▸ **YOUR GOAL**
Each time a line of the listing holds "shirt", copy that line.

######

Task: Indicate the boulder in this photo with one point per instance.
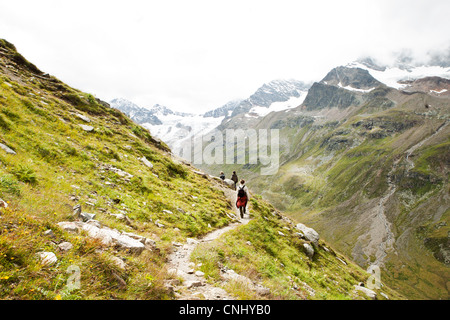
(308, 233)
(3, 204)
(69, 226)
(82, 117)
(65, 246)
(369, 293)
(86, 127)
(108, 237)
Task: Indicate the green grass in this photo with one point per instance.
(257, 251)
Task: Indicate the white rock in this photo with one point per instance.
(69, 226)
(119, 262)
(130, 244)
(199, 273)
(369, 293)
(309, 249)
(82, 117)
(86, 127)
(3, 204)
(146, 162)
(7, 149)
(65, 246)
(309, 233)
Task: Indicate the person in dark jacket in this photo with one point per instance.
(235, 179)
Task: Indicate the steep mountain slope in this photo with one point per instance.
(367, 166)
(92, 206)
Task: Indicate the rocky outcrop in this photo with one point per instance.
(109, 237)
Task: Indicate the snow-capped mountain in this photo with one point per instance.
(398, 75)
(276, 95)
(170, 126)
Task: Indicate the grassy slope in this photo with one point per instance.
(58, 165)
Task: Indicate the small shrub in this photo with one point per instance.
(9, 185)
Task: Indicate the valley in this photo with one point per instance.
(364, 159)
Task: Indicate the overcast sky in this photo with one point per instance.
(196, 55)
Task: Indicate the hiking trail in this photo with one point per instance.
(193, 285)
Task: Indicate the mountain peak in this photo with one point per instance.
(353, 78)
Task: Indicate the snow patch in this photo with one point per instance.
(350, 88)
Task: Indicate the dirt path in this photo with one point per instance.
(194, 285)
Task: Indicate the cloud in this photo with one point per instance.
(197, 55)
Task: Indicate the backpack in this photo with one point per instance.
(241, 192)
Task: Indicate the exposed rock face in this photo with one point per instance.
(108, 237)
(322, 96)
(309, 233)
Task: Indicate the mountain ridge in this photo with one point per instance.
(92, 206)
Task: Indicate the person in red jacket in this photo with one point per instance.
(242, 198)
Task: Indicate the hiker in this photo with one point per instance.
(235, 179)
(242, 198)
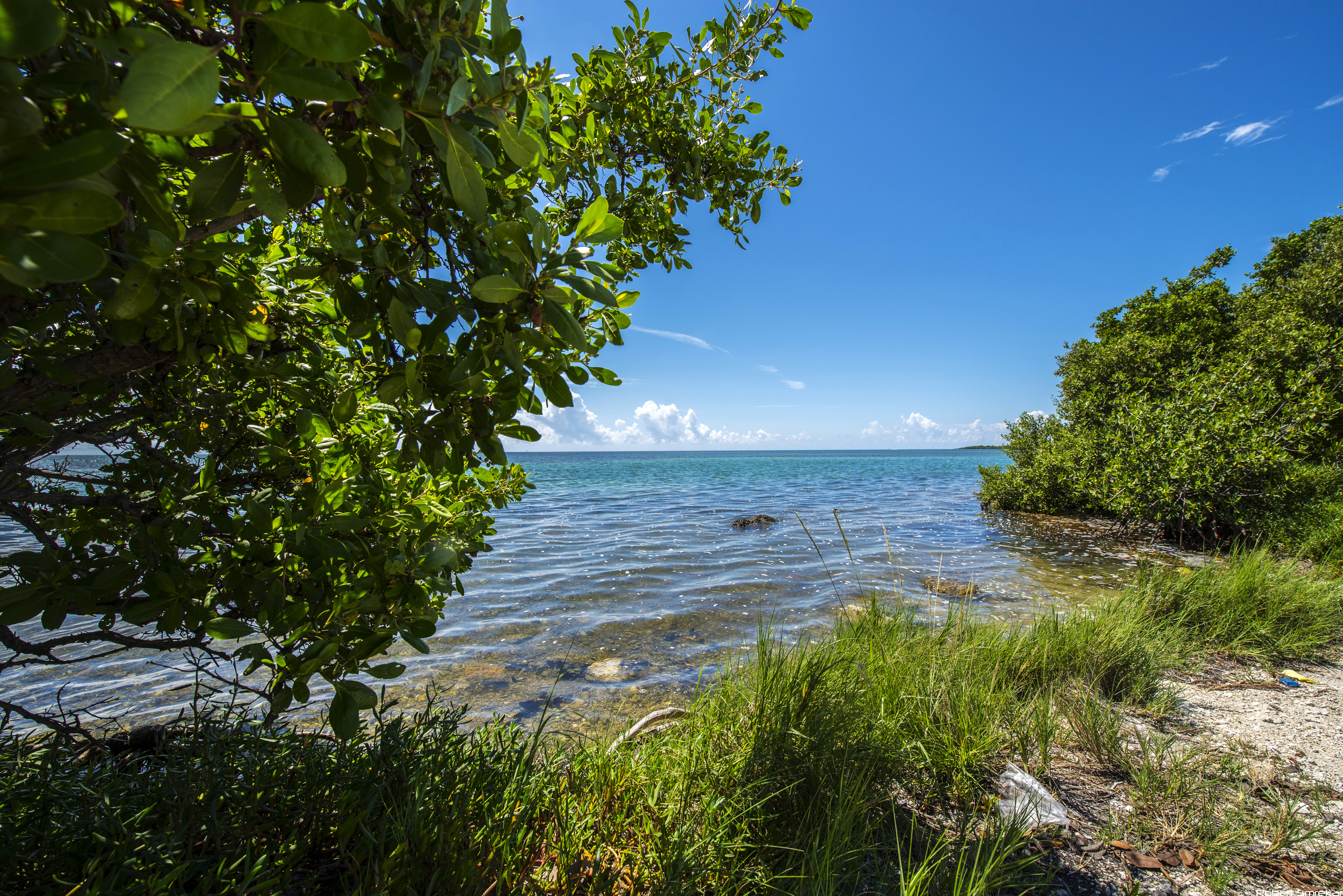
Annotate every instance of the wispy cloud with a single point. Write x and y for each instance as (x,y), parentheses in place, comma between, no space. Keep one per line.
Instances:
(1162,173)
(1251,133)
(1195,135)
(655,425)
(679,337)
(1207,66)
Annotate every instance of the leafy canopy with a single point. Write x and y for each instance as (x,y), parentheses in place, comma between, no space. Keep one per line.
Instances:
(295,269)
(1209,412)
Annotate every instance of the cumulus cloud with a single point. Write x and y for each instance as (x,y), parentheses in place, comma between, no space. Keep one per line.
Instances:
(655,425)
(578,426)
(919,430)
(1251,133)
(1195,135)
(680,337)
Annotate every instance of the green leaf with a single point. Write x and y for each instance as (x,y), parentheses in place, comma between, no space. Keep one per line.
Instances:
(310,82)
(464,179)
(306,149)
(347,404)
(322,31)
(76,211)
(269,200)
(592,289)
(312,426)
(28,27)
(416,643)
(135,296)
(72,160)
(52,255)
(404,321)
(496,289)
(606,376)
(216,190)
(798,18)
(520,431)
(557,391)
(296,184)
(226,630)
(338,233)
(332,497)
(391,388)
(593,218)
(387,671)
(343,713)
(386,112)
(524,151)
(171,86)
(363,695)
(612,229)
(566,325)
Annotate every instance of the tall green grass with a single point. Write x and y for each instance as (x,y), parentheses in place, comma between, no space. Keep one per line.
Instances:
(1248,604)
(860,761)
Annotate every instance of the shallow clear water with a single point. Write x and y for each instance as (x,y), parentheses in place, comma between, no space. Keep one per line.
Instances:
(620,580)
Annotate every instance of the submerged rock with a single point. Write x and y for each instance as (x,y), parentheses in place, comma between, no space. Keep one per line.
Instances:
(759,519)
(613,670)
(950,587)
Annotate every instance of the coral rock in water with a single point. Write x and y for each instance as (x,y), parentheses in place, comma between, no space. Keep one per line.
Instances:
(759,519)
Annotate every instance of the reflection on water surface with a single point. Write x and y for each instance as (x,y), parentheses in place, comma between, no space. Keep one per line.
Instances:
(618,583)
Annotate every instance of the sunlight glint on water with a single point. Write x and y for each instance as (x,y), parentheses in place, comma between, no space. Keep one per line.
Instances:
(620,579)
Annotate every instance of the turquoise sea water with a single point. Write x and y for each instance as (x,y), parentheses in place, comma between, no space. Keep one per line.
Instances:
(620,580)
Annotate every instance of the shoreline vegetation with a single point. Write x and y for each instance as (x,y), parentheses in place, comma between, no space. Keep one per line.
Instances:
(1211,412)
(853,761)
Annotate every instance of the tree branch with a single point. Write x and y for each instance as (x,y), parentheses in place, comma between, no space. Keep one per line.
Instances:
(26,519)
(112,361)
(222,225)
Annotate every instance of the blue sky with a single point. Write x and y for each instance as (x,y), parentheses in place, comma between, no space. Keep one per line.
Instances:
(982,179)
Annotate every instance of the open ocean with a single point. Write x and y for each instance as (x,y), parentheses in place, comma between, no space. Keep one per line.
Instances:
(620,583)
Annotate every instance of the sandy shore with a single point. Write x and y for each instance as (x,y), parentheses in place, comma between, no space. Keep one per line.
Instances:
(1291,742)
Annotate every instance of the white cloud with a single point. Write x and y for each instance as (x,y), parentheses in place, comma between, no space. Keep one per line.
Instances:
(1251,133)
(1207,66)
(1195,135)
(665,425)
(578,426)
(653,425)
(919,430)
(679,337)
(875,431)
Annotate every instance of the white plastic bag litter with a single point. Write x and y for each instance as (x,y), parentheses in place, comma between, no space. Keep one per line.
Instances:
(1027,800)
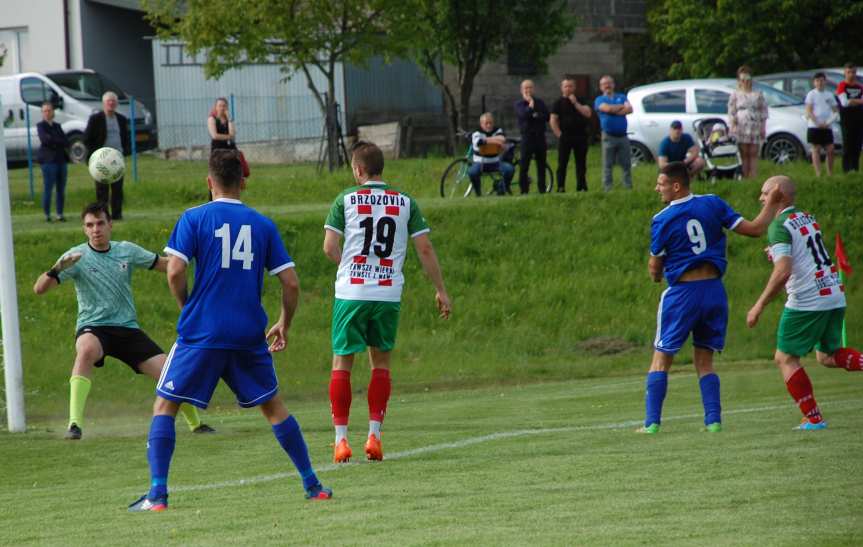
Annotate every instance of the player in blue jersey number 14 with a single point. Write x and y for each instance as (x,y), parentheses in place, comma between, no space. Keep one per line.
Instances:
(220,334)
(687,246)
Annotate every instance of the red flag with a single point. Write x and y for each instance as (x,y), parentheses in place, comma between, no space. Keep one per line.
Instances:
(841,257)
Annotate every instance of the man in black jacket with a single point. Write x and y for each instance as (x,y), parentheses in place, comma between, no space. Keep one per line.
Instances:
(109,128)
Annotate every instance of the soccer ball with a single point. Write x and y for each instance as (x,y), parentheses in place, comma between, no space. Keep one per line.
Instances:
(106,165)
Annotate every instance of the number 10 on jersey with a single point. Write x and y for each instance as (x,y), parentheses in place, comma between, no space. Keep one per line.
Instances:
(242,250)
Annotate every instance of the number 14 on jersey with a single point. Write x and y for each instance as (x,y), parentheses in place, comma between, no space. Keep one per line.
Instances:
(242,250)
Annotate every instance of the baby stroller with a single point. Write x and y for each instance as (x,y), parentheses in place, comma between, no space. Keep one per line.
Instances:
(718,149)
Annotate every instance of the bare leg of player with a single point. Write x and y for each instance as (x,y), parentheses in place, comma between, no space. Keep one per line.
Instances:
(380,387)
(340,405)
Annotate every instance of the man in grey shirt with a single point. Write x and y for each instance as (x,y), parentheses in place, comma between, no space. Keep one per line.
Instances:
(109,128)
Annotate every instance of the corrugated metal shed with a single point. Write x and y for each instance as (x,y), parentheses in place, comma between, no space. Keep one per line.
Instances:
(266,105)
(383,92)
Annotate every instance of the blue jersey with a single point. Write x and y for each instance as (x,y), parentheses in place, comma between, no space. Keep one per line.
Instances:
(690,231)
(231,244)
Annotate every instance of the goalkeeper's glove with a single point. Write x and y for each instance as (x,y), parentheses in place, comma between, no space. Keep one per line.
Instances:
(64,263)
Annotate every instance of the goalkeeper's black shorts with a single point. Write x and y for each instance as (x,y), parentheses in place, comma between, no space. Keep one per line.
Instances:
(132,346)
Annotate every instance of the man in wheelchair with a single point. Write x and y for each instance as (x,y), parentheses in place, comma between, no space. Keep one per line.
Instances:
(490,155)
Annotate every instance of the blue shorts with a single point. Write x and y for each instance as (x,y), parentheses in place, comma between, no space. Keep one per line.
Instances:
(699,307)
(190,375)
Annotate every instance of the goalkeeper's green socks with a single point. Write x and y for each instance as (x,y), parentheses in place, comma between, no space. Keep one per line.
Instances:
(190,414)
(79,388)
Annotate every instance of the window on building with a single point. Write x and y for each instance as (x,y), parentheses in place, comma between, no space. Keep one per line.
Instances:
(521,61)
(14,51)
(671,102)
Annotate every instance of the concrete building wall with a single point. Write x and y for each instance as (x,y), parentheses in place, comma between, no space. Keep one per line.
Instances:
(595,50)
(115,42)
(33,35)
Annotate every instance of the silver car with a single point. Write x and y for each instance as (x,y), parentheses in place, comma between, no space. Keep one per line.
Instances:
(655,106)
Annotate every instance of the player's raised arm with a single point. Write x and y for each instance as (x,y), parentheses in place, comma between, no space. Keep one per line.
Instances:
(428,258)
(771,196)
(333,245)
(290,298)
(177,279)
(51,278)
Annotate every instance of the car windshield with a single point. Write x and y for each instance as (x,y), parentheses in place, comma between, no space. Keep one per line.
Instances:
(774,97)
(86,86)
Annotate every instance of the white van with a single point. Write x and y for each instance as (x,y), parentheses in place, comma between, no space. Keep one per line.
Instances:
(76,94)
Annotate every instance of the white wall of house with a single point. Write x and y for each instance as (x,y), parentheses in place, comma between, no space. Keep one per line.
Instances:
(33,34)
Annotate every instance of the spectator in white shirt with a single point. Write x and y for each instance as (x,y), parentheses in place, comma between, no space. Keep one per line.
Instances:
(821,112)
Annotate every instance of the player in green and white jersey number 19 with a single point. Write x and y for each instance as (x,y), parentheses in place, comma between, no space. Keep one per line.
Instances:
(376,222)
(815,308)
(107,324)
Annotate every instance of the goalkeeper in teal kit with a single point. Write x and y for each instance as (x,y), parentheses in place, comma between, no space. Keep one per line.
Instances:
(222,324)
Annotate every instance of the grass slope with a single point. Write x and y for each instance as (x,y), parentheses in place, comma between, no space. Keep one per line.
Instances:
(544,287)
(547,464)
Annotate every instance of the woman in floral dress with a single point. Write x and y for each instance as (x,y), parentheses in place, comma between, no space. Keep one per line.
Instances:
(747,112)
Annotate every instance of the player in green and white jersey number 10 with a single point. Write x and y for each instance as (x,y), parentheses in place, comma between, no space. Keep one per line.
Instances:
(107,324)
(376,222)
(815,308)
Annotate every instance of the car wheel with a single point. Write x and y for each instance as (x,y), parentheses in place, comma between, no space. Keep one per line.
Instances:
(77,148)
(639,153)
(783,148)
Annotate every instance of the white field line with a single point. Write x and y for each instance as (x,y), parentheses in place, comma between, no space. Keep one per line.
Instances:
(470,441)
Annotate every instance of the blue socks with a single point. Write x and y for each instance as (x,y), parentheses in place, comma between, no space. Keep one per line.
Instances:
(290,436)
(709,384)
(160,448)
(657,386)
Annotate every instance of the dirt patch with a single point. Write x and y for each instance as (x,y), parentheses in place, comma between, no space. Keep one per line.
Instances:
(605,345)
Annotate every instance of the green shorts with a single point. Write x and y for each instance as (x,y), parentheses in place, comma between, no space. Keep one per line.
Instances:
(800,331)
(361,323)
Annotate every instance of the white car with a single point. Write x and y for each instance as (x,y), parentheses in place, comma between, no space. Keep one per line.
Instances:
(655,106)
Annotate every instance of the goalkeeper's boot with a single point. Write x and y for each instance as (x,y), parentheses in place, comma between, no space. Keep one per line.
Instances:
(806,425)
(374,449)
(144,504)
(651,429)
(73,433)
(342,452)
(319,492)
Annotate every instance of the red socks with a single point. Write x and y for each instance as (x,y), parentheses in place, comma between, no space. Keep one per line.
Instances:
(800,389)
(849,358)
(340,396)
(379,393)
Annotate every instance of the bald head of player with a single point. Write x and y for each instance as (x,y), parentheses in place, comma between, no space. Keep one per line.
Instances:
(367,161)
(673,181)
(786,189)
(225,174)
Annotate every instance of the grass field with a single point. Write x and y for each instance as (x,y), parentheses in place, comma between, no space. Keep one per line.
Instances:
(551,464)
(527,396)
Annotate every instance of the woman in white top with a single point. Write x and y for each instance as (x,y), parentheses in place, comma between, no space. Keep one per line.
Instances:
(747,113)
(821,112)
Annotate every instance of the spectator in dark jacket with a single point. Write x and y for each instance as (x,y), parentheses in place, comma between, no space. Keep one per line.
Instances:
(532,116)
(109,128)
(53,156)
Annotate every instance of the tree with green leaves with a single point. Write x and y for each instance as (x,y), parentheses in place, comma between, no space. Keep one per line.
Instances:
(465,35)
(299,35)
(713,38)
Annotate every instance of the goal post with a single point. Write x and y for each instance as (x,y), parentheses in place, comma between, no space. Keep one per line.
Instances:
(9,306)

######

▸ **OUTPUT OF THE EXERCISE**
Annotate every instance of the man in grey shirt with a single point. Write x and y for each instance as (x,y), parentheses in place, comma between, no space. Keep one per line.
Annotate every instance of the spectator in white shirt with a single point. Write x and y for each instance as (x,y), parentheses in place, comma between, no space. Keep one per line.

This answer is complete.